Page text:
****************************************

Saturday, February 20, 2010

A Heavenly Break

I was feeling good nearing the end of January, and then February hit and all of a sudden school seemed awful again. Everyone I live with agreed - it's almost as if all the students got together and decided that they would pretend February was September again. I would say I can't wait for March, but who knows what that month has in store.

Frankly, I'm amazed by the predictability in general of the average TFAer's year. We were even given line graphs way back in the summer that showed us about how our lives would be going throughout the year. Sure enough, the biggest trench into despair was predicted to be in October/November, and the steady increase in hope would be halted by the month of February. It's scary, but somebody has this down to a science.

In truth, since the beginning of the month, things haven't been too bad I don't think... of course with our week off, I have been spending the last seven days in as much vacation-mode as I can manage. I made time to enjoy a San Francisco beach with visiting company, as well as a local hike to watch mating newts. Best of all, our apartment complex teaching crew made it up to Lake Tahoe for the week and I found the time (and money) to experience Heavenly Ski Resort on both a snowboard as well as skis. Snow could have been better, but the weather gave it the best views I have ever seen from a mountain. I highly recommend.

Of course this also marks the first trip taken with all teachers, and cramming 11 type-A personalities into a cabin for six has scarred me a little. Although I have found that in comparison, I am one of the better ones at turning off the stress and relaxing (who knew, right?). Unfortunately, such relaxation comes with a price - specifically, $15 co-pay at the hospital and $17 for a thumb stabilizer after spraining my thumb at the end of the second day. I will admit that the fall leading to this injury is directly related to a stupid choice that was made in an exhausted state of mind. One of the girls on the trip has skied since she was two and was a ski instructor, so we covered the entire mountain. Of course, back in Oakland today was a hard dose of reality, especially as I sat in the radiology waiting room before an x-ray.

****************************************

Supplied entries:
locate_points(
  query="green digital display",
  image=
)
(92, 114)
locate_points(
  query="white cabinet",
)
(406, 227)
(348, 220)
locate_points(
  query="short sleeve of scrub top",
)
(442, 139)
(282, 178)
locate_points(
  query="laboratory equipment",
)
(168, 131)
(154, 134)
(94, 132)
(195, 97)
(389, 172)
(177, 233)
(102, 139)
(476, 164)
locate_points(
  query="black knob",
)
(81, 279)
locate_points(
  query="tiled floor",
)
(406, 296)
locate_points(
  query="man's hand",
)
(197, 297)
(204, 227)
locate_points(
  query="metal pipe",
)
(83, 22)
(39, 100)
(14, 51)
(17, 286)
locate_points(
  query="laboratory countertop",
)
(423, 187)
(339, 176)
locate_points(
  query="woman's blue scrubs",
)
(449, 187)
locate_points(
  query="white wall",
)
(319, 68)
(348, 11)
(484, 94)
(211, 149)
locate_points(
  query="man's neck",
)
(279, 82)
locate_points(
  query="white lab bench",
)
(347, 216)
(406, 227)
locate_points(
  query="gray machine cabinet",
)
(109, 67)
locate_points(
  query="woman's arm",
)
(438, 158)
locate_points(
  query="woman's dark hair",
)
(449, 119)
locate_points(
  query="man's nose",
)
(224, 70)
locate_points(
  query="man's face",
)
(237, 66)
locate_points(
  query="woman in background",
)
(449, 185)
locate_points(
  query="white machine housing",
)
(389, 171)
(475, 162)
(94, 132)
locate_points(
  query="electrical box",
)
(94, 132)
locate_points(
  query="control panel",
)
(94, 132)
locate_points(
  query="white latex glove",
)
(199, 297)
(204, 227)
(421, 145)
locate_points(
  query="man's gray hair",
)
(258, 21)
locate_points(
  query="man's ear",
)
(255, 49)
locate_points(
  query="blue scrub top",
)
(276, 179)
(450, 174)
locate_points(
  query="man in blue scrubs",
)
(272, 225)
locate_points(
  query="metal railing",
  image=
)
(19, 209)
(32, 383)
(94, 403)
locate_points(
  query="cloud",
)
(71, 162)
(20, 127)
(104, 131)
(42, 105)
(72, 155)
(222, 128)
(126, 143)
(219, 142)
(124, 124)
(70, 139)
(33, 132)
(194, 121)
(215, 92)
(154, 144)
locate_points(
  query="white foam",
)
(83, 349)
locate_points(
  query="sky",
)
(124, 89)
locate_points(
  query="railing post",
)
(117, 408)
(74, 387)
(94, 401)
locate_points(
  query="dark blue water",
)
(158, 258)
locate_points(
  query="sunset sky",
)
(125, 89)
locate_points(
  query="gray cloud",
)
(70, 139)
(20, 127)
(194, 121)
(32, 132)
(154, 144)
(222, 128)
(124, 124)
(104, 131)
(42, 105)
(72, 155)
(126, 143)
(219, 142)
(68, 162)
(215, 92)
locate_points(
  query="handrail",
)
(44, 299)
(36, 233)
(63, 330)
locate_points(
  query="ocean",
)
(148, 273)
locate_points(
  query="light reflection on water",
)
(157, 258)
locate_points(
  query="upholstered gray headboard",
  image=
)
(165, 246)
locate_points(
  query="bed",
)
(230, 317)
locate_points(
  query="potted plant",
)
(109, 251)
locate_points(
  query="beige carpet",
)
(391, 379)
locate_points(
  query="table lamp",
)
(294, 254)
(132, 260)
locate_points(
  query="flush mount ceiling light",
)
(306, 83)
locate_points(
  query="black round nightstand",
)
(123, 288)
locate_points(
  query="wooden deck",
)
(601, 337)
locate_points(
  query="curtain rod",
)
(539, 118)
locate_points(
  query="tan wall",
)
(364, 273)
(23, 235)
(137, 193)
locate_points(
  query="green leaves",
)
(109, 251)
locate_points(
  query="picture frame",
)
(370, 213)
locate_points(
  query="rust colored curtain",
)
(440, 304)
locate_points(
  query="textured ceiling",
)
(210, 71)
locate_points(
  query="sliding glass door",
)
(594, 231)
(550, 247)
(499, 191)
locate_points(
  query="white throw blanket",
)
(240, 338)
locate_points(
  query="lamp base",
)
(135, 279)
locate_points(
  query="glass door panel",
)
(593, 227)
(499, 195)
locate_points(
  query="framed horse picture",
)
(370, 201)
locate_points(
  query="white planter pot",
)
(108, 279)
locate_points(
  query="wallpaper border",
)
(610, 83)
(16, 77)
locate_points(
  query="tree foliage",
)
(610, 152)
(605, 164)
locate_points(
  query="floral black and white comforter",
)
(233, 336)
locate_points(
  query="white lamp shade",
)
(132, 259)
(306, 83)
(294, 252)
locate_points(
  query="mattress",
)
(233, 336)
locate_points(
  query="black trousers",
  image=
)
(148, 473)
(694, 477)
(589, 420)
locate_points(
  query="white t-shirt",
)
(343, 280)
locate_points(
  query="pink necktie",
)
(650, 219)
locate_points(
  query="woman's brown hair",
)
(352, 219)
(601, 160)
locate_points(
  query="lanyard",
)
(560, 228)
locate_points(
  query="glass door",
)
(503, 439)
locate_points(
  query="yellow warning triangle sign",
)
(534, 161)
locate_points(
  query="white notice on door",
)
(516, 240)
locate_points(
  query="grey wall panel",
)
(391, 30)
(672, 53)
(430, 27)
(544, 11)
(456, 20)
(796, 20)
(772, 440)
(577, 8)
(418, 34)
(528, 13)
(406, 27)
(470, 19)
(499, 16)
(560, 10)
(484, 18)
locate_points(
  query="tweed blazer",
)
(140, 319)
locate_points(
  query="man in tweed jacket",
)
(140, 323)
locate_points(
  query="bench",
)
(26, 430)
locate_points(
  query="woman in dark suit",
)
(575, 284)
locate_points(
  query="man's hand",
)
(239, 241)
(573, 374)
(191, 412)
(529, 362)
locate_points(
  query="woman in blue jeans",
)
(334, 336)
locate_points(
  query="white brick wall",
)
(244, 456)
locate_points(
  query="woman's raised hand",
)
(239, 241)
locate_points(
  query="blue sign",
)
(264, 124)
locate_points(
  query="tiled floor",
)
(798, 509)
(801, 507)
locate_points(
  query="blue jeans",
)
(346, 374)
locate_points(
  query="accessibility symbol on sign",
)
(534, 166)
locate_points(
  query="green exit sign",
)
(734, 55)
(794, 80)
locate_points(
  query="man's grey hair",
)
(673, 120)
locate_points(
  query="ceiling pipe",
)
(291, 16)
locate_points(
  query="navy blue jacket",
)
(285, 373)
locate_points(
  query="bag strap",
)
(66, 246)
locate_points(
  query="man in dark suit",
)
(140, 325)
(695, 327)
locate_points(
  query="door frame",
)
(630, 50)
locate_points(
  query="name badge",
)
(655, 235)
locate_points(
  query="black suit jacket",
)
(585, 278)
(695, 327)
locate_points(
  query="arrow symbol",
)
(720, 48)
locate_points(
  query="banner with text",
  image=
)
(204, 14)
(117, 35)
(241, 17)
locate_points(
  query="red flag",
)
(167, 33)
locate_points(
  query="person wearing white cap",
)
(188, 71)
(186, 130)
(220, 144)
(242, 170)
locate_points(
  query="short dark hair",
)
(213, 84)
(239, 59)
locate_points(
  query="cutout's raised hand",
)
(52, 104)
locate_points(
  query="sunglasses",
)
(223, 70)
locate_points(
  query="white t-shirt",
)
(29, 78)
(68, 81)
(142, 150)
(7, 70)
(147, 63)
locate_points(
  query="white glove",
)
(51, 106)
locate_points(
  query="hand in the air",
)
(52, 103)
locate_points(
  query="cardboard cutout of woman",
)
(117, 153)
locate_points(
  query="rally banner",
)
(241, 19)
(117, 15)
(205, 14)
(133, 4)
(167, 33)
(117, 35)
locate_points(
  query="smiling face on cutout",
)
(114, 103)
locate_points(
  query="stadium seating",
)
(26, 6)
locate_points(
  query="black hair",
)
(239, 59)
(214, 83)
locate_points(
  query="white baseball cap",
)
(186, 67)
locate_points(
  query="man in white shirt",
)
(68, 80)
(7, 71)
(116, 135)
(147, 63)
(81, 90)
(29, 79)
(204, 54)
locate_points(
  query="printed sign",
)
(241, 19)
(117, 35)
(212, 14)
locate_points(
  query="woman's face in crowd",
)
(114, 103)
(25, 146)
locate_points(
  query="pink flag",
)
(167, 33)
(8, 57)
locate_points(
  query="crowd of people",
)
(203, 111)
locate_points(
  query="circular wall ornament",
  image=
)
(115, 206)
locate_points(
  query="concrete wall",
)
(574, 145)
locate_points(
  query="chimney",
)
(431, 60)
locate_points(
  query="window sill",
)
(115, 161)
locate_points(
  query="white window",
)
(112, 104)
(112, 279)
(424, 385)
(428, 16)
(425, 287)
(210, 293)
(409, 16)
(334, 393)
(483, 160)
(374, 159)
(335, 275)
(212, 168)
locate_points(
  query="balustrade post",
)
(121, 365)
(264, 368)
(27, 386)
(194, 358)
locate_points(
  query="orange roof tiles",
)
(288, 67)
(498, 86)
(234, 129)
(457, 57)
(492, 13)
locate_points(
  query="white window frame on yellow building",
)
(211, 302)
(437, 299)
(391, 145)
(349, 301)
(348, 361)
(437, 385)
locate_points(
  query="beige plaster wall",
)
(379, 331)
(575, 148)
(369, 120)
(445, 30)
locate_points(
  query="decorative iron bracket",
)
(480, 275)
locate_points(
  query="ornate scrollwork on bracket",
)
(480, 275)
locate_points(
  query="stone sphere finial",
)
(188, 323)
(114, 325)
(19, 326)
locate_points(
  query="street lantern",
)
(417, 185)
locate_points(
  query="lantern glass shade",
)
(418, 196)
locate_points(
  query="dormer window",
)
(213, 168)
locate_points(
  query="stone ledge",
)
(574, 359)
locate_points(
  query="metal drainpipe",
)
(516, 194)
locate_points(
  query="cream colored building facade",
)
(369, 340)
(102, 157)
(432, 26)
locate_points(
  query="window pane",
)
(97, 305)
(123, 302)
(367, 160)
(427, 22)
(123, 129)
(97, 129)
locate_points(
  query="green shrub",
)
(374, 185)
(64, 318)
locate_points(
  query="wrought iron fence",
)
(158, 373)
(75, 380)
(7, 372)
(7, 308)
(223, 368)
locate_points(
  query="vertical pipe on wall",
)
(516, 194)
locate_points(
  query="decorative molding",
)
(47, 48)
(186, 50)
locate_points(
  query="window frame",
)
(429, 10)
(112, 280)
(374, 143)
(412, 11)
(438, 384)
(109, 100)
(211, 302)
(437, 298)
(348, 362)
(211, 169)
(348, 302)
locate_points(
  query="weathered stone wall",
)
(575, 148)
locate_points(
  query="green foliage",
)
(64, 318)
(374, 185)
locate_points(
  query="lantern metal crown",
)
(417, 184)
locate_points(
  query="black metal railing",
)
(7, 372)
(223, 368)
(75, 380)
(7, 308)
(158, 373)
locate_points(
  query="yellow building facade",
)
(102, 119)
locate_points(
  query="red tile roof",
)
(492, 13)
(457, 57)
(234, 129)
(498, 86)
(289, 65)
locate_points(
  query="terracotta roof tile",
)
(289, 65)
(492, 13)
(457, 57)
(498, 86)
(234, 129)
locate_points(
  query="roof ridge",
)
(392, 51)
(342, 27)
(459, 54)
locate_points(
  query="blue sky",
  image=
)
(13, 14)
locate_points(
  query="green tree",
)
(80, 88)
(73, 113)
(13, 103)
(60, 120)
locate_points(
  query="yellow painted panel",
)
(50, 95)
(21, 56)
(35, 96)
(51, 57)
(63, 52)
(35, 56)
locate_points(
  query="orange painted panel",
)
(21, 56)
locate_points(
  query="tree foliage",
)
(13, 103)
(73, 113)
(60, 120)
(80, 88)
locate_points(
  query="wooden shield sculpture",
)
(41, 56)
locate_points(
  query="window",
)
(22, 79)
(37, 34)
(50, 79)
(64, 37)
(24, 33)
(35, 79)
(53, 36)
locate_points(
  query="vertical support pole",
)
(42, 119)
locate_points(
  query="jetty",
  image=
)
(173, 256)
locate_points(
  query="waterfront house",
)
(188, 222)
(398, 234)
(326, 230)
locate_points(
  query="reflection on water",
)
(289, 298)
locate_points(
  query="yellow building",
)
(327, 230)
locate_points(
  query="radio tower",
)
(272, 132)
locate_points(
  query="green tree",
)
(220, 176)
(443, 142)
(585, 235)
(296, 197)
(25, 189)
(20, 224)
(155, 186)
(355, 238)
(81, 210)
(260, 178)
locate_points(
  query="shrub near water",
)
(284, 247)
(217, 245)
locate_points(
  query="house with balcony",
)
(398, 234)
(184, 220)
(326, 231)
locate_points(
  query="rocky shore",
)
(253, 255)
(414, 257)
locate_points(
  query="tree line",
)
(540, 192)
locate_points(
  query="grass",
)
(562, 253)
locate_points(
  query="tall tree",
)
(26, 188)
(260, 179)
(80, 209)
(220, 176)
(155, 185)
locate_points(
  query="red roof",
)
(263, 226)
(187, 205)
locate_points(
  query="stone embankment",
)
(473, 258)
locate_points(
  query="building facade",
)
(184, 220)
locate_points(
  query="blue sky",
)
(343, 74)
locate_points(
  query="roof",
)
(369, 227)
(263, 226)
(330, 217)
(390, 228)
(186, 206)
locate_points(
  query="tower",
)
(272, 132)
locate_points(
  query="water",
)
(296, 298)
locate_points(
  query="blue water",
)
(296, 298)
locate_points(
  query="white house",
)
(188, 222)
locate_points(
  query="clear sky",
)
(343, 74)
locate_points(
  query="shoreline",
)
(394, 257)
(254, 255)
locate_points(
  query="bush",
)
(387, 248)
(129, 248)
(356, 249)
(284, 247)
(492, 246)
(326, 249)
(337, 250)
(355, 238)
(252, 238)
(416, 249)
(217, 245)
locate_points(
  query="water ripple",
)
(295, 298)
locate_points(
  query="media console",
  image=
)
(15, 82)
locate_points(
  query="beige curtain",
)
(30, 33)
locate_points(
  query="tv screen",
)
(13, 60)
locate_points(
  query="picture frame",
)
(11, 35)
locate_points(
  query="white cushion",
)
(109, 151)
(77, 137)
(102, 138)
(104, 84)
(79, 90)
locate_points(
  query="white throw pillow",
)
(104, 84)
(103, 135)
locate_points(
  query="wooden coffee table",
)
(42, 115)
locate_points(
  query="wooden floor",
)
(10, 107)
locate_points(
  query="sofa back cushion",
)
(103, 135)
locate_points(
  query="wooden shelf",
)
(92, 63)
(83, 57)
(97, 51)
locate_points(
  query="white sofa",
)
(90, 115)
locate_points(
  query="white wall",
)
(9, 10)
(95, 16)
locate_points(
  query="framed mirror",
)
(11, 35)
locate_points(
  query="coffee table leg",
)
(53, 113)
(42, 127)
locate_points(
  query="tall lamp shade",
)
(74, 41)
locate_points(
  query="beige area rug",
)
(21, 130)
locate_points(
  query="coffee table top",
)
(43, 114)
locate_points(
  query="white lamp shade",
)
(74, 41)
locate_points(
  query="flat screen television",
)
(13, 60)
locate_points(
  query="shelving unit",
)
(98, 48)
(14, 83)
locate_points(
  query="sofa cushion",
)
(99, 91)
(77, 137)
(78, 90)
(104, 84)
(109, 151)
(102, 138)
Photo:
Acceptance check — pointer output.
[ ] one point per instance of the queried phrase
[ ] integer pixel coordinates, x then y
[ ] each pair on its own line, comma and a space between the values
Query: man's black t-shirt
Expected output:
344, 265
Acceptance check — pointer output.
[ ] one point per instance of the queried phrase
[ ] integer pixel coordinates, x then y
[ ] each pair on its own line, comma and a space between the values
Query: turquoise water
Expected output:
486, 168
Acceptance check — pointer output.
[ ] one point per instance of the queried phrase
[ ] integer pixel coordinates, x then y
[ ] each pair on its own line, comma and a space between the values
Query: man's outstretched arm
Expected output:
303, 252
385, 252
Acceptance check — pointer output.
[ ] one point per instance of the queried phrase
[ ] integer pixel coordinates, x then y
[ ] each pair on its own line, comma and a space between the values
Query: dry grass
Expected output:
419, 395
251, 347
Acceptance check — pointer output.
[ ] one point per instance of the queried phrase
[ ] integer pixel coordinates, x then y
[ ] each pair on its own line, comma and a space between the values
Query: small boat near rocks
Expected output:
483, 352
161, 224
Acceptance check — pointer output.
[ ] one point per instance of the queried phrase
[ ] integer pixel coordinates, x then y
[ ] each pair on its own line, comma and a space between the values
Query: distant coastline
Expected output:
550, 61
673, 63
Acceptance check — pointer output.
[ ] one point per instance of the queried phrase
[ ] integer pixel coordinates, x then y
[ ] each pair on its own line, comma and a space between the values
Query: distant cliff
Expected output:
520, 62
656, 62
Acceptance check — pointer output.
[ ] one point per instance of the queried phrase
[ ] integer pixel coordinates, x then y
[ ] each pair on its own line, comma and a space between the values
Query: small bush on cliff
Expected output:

****************************************

What you will do: Copy the passage of the ski-trip blog post that opens with the words containing "A Heavenly Break" and closes with "has in store.".

Your solution:
A Heavenly Break

I was feeling good nearing the end of January, and then February hit and all of a sudden school seemed awful again. Everyone I live with agreed - it's almost as if all the students got together and decided that they would pretend February was September again. I would say I can't wait for March, but who knows what that month has in store.